▶ _Instructions for the task_: Copy word for word the lines of the data that run from the line containing "white wall -> outline every instance" through the end of the data.
** START OF Data supplied **
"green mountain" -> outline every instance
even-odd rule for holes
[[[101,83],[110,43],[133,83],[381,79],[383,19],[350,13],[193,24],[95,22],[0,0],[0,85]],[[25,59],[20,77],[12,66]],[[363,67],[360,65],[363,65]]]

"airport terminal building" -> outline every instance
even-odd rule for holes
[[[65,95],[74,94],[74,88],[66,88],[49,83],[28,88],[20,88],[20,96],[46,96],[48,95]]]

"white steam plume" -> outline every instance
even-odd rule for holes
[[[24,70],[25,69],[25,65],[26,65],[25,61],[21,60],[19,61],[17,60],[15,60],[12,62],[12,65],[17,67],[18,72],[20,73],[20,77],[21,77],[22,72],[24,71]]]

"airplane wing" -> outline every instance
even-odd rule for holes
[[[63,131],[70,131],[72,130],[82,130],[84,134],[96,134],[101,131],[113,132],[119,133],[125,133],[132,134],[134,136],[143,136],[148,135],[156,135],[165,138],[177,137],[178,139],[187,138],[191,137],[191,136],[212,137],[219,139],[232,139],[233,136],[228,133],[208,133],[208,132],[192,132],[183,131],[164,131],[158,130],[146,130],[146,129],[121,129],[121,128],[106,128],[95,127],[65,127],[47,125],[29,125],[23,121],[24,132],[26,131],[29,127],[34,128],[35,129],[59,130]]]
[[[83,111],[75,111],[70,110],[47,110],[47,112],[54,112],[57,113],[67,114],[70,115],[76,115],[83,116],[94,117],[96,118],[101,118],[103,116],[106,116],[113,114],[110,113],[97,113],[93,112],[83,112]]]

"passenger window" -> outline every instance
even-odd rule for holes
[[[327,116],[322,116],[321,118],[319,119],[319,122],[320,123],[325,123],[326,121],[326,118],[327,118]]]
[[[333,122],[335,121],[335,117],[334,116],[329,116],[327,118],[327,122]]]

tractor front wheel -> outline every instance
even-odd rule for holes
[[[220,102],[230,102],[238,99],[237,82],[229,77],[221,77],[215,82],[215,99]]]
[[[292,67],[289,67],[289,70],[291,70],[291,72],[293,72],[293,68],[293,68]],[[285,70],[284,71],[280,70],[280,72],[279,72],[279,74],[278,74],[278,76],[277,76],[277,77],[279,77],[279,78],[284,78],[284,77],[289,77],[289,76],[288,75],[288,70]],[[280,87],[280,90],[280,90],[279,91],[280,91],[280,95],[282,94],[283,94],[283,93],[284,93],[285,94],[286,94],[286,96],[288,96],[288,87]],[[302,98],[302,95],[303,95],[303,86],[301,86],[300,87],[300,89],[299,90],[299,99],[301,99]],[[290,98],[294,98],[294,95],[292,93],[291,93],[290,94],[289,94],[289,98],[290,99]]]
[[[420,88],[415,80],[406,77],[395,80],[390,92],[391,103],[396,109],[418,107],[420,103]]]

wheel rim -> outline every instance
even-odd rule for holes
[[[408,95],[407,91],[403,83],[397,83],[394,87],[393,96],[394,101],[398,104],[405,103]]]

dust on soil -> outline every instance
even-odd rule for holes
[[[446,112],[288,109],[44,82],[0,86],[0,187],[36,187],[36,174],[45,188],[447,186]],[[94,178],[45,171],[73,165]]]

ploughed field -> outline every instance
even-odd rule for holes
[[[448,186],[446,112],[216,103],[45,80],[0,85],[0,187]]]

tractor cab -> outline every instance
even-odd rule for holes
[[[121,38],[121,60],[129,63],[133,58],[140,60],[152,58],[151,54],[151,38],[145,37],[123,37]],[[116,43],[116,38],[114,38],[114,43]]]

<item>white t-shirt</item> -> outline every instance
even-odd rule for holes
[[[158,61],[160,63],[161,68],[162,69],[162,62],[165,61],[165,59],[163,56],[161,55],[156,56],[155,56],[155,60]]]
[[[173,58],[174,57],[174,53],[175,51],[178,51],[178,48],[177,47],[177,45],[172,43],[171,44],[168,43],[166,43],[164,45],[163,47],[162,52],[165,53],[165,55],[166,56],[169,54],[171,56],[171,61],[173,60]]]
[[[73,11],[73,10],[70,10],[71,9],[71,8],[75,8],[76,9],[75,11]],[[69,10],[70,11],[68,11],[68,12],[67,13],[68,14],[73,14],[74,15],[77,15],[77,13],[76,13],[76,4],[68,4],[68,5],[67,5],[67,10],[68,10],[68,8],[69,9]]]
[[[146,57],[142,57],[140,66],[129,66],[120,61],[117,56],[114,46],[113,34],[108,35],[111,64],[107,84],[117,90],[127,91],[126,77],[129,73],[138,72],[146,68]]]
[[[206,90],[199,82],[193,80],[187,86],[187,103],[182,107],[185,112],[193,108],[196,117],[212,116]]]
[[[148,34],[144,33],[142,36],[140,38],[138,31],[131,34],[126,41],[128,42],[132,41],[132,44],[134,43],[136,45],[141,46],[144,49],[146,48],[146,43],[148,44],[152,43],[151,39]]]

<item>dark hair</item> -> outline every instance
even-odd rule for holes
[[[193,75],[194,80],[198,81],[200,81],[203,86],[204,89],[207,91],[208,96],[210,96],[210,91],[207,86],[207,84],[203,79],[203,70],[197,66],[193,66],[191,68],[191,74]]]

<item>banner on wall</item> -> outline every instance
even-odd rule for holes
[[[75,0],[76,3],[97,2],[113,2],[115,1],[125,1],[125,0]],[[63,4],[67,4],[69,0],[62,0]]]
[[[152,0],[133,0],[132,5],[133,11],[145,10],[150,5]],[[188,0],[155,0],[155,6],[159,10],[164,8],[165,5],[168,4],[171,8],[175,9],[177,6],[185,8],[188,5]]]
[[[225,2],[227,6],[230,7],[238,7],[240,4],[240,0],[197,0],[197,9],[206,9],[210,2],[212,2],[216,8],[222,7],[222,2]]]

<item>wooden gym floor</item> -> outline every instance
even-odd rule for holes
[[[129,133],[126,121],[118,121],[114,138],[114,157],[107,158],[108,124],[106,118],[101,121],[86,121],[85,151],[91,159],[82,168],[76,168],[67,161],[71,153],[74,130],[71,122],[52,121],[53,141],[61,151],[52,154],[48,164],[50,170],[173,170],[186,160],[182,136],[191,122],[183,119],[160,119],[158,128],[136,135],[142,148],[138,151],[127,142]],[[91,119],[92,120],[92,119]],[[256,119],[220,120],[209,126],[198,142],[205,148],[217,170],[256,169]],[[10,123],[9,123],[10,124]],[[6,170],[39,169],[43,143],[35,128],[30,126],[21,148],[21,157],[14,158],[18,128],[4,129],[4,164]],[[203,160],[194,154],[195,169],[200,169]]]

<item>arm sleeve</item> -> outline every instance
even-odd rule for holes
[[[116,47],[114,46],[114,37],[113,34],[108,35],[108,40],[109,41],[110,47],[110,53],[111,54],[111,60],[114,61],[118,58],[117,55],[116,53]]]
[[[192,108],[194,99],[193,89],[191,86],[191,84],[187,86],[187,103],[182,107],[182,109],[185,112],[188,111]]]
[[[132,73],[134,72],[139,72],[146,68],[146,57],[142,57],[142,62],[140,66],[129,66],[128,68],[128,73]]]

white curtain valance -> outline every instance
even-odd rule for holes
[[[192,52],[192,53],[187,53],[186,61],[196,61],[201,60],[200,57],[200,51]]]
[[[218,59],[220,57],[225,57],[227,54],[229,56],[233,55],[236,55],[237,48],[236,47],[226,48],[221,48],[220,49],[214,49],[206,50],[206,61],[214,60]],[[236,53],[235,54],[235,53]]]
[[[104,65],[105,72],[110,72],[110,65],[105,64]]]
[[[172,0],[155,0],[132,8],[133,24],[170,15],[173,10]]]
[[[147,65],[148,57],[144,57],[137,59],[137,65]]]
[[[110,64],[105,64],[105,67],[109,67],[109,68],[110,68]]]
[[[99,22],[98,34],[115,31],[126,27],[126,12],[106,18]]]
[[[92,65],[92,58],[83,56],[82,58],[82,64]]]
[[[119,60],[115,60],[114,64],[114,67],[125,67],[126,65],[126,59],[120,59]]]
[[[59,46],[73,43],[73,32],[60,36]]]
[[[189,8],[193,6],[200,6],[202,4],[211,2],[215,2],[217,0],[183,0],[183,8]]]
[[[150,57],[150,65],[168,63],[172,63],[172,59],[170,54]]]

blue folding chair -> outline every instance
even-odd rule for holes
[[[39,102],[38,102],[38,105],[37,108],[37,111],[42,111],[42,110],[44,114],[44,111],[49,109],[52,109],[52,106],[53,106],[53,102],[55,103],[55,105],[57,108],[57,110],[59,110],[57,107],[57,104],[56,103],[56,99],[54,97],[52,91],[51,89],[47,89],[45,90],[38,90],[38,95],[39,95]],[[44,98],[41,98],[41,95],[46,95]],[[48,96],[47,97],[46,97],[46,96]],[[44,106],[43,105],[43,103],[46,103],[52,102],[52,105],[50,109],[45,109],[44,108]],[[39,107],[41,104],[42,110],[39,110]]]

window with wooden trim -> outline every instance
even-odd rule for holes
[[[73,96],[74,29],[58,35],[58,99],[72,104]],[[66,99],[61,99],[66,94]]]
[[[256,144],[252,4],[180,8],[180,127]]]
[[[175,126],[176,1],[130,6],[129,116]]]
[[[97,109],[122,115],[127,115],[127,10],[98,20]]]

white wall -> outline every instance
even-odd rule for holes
** END OF Data supplied **
▶ _Task solution_:
white wall -> outline every instance
even-odd rule for holes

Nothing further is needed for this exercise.